*Task details*
Copy the data below word for word, omitting the pictures.

━━━━━━━━━━

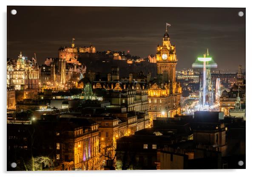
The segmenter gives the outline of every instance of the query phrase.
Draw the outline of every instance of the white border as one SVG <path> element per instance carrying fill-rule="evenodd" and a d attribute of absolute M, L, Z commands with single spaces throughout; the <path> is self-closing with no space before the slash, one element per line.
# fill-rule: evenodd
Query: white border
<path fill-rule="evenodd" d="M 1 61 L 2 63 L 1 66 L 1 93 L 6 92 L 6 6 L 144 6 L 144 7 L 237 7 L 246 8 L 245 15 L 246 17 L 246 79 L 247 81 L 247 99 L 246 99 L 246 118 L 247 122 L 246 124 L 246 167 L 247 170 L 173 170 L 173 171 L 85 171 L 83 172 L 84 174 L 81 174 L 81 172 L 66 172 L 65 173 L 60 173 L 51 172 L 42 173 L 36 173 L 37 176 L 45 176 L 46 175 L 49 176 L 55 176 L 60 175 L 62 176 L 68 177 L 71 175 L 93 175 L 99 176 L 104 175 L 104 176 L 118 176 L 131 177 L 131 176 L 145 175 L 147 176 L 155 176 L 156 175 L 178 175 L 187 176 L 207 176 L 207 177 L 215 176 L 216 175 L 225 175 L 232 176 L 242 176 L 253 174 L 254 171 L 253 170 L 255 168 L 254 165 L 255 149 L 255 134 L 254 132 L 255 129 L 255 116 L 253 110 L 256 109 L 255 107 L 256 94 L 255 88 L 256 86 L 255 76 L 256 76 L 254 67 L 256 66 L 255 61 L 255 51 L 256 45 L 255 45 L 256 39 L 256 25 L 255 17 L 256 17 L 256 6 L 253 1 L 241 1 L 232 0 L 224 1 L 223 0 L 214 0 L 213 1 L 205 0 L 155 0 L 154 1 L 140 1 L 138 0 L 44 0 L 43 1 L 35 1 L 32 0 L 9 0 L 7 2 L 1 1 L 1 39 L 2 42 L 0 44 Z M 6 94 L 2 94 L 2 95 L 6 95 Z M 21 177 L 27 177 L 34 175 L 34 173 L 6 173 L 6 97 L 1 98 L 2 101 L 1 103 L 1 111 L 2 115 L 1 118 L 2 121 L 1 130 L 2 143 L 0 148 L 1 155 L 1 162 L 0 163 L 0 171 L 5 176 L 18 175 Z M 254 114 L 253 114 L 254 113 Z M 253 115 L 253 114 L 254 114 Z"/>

━━━━━━━━━━

*Exercise output*
The segmenter gives the outline of every instance of the query phrase.
Draw the outline of every instance of the white border as one SVG <path> element per instance carrying fill-rule="evenodd" and a d attribute of absolute M, L, Z commands with single spaces throughout; the <path> is self-closing with no space before the slash, one element per line.
# fill-rule: evenodd
Query: white border
<path fill-rule="evenodd" d="M 1 61 L 2 63 L 1 66 L 1 93 L 6 92 L 6 6 L 144 6 L 144 7 L 237 7 L 246 8 L 245 15 L 246 17 L 246 79 L 247 81 L 247 99 L 246 99 L 246 118 L 247 122 L 246 124 L 246 167 L 247 170 L 173 170 L 173 171 L 85 171 L 83 172 L 84 174 L 81 174 L 81 172 L 66 172 L 65 173 L 60 173 L 51 172 L 42 173 L 36 173 L 37 176 L 45 176 L 46 175 L 49 176 L 55 176 L 60 175 L 62 176 L 68 177 L 71 175 L 93 175 L 99 176 L 104 175 L 104 176 L 118 176 L 131 177 L 131 176 L 145 175 L 147 176 L 155 176 L 156 175 L 178 175 L 187 176 L 207 176 L 207 177 L 215 176 L 216 175 L 225 175 L 232 176 L 242 176 L 253 174 L 254 171 L 253 170 L 255 168 L 254 165 L 255 149 L 255 134 L 254 132 L 255 129 L 255 116 L 253 110 L 256 109 L 255 107 L 256 94 L 255 88 L 256 86 L 255 76 L 256 76 L 254 67 L 256 66 L 255 61 L 255 51 L 256 45 L 255 45 L 256 39 L 256 25 L 255 17 L 256 17 L 256 6 L 253 1 L 241 1 L 232 0 L 224 1 L 223 0 L 214 0 L 213 1 L 205 0 L 155 0 L 154 1 L 140 1 L 138 0 L 44 0 L 43 1 L 35 1 L 32 0 L 9 0 L 7 2 L 1 1 L 1 39 L 2 42 L 0 44 Z M 6 94 L 2 94 L 2 95 L 6 95 Z M 21 177 L 27 177 L 34 175 L 34 173 L 6 173 L 6 97 L 1 98 L 2 101 L 1 103 L 1 111 L 2 115 L 1 118 L 2 121 L 1 130 L 2 143 L 0 148 L 1 155 L 1 162 L 0 163 L 0 171 L 5 176 L 18 175 Z M 254 114 L 253 114 L 254 113 Z M 253 115 L 253 114 L 254 114 Z"/>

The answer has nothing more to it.